*Selected extract*:
This article is about polyandrous marriage practices. For polyandrous animal mating, see polyandry in nature.
  Polygamy is legal
  Legal status unknown
  Polygamy is only legal for Muslims
  Polygamy is illegal, but practice is not criminalised
  Polygamy is illegal and practice criminalised
  • In Eritrea, India, Philippines, Singapore, and Sri Lanka polygamy is only legal for Muslims.
  • In Nigeria and South Africa, polygamous marriages under customary law and for Muslims are legally recognised.
  • In Mauritius, polygamous unions have no legal recognition. Muslim men may, however, "marry" up to four women, but they do not have the legal status of wives.

Polyandry (/ˈpɒliˌændri, ˌpɒliˈæn-/; from Greek: πολυ- poly-, "many" and ἀνήρ anēr, "man") involves marriage that includes more than two partners and can fall under the broader category of polyamory.[1][2] More specifically, it is a form of polygamy, where a woman takes two or more husbands at the same time. Polyandry is contrasted with polygyny, involving one male and two or more females. If a marriage involves a plural number of "husbands and wives" participants of each gender, then it can be called polyamory,[3] group or conjoint marriage.[2] In its broadest use, polyandry refers to sexual relations with multiple males within or without marriage.

[Excerpts of location labeling data]
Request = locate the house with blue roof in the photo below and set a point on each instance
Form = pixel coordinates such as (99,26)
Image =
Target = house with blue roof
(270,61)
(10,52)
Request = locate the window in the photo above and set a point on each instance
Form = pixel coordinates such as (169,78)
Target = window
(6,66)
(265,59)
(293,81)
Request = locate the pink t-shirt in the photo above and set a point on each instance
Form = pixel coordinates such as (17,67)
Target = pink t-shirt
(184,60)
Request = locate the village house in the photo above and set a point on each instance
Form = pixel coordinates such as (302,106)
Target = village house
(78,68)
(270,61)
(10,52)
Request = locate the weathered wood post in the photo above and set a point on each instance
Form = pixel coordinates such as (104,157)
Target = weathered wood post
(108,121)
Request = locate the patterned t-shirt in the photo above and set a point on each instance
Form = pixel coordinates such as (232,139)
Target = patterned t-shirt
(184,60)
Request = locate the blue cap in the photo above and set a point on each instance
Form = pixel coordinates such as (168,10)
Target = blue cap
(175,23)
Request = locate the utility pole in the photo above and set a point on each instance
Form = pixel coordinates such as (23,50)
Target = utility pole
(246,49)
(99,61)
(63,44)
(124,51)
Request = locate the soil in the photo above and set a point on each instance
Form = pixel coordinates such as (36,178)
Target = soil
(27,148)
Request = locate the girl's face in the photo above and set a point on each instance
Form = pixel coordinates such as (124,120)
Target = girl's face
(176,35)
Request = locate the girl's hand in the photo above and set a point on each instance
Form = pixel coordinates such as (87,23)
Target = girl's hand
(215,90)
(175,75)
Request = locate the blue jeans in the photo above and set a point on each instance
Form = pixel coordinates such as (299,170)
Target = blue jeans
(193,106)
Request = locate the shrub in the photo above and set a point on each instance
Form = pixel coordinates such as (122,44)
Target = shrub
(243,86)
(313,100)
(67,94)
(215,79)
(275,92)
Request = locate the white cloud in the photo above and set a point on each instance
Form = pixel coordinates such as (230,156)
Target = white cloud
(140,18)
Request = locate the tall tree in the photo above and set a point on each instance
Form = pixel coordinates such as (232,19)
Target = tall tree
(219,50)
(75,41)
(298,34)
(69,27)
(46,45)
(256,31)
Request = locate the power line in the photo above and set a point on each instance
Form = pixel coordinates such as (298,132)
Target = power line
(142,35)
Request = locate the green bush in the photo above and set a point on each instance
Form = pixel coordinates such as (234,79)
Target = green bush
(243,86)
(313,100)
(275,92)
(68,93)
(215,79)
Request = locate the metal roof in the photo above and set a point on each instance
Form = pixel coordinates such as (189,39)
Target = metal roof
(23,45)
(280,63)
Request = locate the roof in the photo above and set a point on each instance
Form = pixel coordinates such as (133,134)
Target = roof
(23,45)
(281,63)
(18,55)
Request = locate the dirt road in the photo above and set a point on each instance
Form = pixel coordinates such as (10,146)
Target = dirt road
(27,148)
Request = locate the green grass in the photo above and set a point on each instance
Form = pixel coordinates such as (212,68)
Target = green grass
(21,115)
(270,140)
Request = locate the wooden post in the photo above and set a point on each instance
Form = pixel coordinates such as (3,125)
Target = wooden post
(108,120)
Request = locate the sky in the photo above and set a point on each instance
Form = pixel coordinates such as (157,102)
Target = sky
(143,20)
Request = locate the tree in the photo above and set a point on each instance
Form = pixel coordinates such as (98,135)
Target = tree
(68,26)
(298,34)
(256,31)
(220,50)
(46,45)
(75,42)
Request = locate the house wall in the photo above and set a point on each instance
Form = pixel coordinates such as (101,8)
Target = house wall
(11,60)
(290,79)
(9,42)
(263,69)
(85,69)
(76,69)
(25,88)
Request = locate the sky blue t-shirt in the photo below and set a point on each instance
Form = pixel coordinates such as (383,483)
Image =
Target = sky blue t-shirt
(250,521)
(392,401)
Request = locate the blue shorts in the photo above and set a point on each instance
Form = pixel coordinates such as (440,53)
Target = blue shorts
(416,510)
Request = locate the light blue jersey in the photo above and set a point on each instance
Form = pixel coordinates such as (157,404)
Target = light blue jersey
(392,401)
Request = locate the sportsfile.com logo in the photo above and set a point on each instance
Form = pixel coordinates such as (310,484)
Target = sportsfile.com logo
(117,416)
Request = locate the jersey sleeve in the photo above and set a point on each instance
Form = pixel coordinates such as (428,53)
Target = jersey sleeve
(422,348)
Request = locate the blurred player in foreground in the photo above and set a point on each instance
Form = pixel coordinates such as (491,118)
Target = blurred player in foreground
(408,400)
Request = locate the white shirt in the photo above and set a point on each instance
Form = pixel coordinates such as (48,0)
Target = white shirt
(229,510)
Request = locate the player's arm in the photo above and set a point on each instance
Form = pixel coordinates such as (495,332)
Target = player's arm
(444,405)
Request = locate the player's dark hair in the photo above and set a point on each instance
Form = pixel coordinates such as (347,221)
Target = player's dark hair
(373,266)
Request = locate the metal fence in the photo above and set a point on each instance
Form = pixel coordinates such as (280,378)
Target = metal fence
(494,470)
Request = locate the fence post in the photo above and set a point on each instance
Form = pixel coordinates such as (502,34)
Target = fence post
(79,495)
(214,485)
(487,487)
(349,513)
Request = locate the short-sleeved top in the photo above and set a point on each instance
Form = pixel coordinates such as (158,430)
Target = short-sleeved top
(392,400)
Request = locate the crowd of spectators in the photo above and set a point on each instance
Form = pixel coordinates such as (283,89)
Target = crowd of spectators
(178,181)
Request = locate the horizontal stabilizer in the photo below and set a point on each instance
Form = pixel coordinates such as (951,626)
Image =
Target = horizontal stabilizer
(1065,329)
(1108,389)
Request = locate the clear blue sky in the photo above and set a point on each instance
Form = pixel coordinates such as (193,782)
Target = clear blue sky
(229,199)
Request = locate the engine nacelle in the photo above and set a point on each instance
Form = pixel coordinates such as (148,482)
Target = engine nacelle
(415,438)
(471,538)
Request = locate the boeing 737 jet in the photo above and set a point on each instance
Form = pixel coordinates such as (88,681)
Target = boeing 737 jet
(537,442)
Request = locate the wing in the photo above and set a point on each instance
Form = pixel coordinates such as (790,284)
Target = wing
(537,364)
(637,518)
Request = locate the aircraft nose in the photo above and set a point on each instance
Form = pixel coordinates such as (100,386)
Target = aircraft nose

*Tasks for this exercise*:
(1) According to the text on polyandry, in which countries is polygamy legal only for Muslims? List them all.
(2) Reproduce the section of the polyandry text that begins with the words containing "Polyandry (/ˈpɒliˌændri, ˌpɒliˈæn-/;" and ends with "or without marriage.".

*The solutions*:
(1) Eritrea, India, Philippines, Singapore, Sri Lanka

(2)
Polyandry (/ˈpɒliˌændri, ˌpɒliˈæn-/; from Greek: πολυ- poly-, "many" and ἀνήρ anēr, "man") involves marriage that includes more than two partners and can fall under the broader category of polyamory.[1][2] More specifically, it is a form of polygamy, where a woman takes two or more husbands at the same time. Polyandry is contrasted with polygyny, involving one male and two or more females. If a marriage involves a plural number of "husbands and wives" participants of each gender, then it can be called polyamory,[3] group or conjoint marriage.[2] In its broadest use, polyandry refers to sexual relations with multiple males within or without marriage.